**What is needed**
Please reproduce exactly the line that carries "Category: white chest patch" and all remaining lines through the last line of the data, and write nothing else.

**Information given**

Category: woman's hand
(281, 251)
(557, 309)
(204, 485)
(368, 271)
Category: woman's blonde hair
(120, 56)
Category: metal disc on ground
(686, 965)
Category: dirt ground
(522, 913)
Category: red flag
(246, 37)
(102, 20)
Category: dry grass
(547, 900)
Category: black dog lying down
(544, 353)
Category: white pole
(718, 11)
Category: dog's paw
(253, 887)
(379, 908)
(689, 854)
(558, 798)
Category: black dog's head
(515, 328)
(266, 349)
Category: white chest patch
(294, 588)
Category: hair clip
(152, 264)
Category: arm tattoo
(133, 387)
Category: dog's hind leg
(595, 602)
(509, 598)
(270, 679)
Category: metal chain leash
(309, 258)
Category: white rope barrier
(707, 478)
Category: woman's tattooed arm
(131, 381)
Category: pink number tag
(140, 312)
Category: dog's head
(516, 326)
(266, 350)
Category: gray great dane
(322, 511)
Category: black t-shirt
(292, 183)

**Solved exercise**
Category: white chest patch
(294, 588)
Category: hair clip
(152, 264)
Category: arm tattoo
(133, 387)
Category: dog's hind leg
(595, 602)
(509, 598)
(270, 679)
Category: metal chain leash
(309, 258)
Category: white rope barrier
(707, 478)
Category: woman's tattooed arm
(131, 381)
Category: pink number tag
(140, 312)
Category: dog's head
(516, 326)
(266, 350)
Category: gray great dane
(322, 511)
Category: black t-shirt
(292, 183)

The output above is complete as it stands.